- FRAGMENTO DEL DOCUMENTO

====================

Diez

El pasado 8 de enero de 2016 —pero, en realidad, para siempre en el futuro o en los sucesivos presentes en los que volveremos a verlo, buscándolo o por azar, control remoto y mando a distancia en nuestra mano— la Tyrrell Corporation (slogan: Más humanos que humanos) activaba al replicante Roy Batty, sexo masculino, clase Nexus 6, modelo número N6MAA10816, especialmente apto para el combate cuerpo a cuerpo y la colonización de planetas peligrosos, nietzcheano «hijo pródigo» y magnicida del magnate Eldon Tyrrel quien antes de morir en en sus manos le dice: «La luz que brilla con el doble de intensidad dura la mitad de tiempo. Y tú has brillado con mucha intensidad, Roy».

ON.

Allá fue.

Allá va.

Allá irá

Y otro cruce espacio temporal: nos enteramos de todo esto por primera vez (aunque no exactamente así) en una novela de Philip K. Dick escrita en 1966 y publicada en 1968: Do Androids Dream of Electric Sheep? (títulos previos y alternativos: The Electric Toad, Do Androids Sleep?, The Electric Sheep, The Killers Are Among Us! Cried Rick Deckard to the Special Man).

Y más tarde en 1982, en su infiel pero igualmente ya clásica indispensable adaptación cinematográfica Blade Runner (término que en realidad surge de un libro de Williams S. Burroughs quien, como Dick, puede ser considerado un escritor alien) dirigida por Ridley Scott y con el actor Rutger Hauger en el rol desde entonces icónico del replicante Roy Batty.

Y volvemos a empezar como en un loop de esos que uno ha visto tantas veces pero que nos siguen pareciendo increíbles y en los que (si nos encontramos con alguien que aún no tiene idea de quién es Roy Batty o Philip K. Dick o Rutger Hauger) no podremos evitar decirles algo así como «He visto cosas que no creerías…».

La calle Lavalle de Buenos Aires como una especie de mutación freak de Times Square y Picadilly Circus, pero en delgada línea recta y todo como elevado a la millonésima y más histérica potencia.

====================

Datos de etiquetado de puntos en fotos
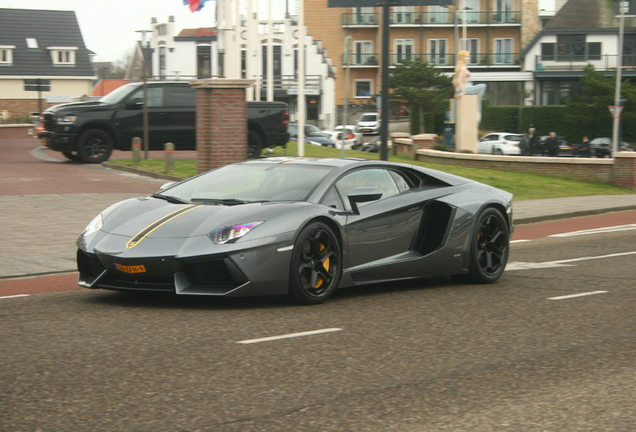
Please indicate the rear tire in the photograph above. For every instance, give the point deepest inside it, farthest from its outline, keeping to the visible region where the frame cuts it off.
(489, 247)
(94, 146)
(254, 145)
(316, 266)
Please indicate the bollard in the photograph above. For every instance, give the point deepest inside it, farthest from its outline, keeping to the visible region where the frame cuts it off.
(136, 150)
(169, 148)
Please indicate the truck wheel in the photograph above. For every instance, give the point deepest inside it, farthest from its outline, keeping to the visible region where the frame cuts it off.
(254, 145)
(71, 156)
(94, 146)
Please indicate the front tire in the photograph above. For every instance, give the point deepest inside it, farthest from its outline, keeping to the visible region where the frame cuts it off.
(489, 248)
(316, 266)
(94, 146)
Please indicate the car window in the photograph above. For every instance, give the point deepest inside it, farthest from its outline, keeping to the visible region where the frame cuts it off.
(374, 177)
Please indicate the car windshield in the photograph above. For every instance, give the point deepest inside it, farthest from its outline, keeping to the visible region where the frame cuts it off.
(251, 182)
(118, 94)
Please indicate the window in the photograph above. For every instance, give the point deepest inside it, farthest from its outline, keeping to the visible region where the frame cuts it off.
(503, 51)
(363, 88)
(363, 53)
(437, 15)
(63, 55)
(37, 84)
(162, 62)
(571, 47)
(437, 51)
(472, 46)
(379, 178)
(204, 62)
(6, 54)
(403, 50)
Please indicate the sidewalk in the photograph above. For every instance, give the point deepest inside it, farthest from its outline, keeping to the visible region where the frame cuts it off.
(31, 246)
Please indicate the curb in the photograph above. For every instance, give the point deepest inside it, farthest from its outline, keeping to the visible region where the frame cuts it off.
(141, 172)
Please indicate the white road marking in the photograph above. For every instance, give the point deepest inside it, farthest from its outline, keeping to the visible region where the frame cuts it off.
(288, 336)
(561, 263)
(577, 295)
(17, 295)
(596, 231)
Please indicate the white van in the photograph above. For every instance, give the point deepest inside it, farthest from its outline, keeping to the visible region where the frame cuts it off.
(369, 123)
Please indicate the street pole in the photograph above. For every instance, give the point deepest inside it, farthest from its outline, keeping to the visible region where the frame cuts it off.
(616, 114)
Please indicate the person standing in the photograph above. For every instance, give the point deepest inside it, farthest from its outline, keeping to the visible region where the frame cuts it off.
(584, 148)
(551, 145)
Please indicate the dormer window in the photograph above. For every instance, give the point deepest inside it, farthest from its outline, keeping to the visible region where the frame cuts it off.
(6, 54)
(63, 56)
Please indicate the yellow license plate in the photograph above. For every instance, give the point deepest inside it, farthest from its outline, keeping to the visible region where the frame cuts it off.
(130, 269)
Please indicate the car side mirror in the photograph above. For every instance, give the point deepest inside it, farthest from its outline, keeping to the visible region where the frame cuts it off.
(362, 194)
(135, 104)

====================

- EN QUÉ TRABAJAR
- A) Según el texto sobre Roy Batty, ¿quién dirigió Blade Runner?
- B) Por favor, calcula cuántas líneas de los registros contienen la palabra "road". Da solo el número.
El texto y los registros proceden de fuentes distintas.

- RESULTADOS DEL EJERCICIO
- A) Ridley Scott.

- B) 1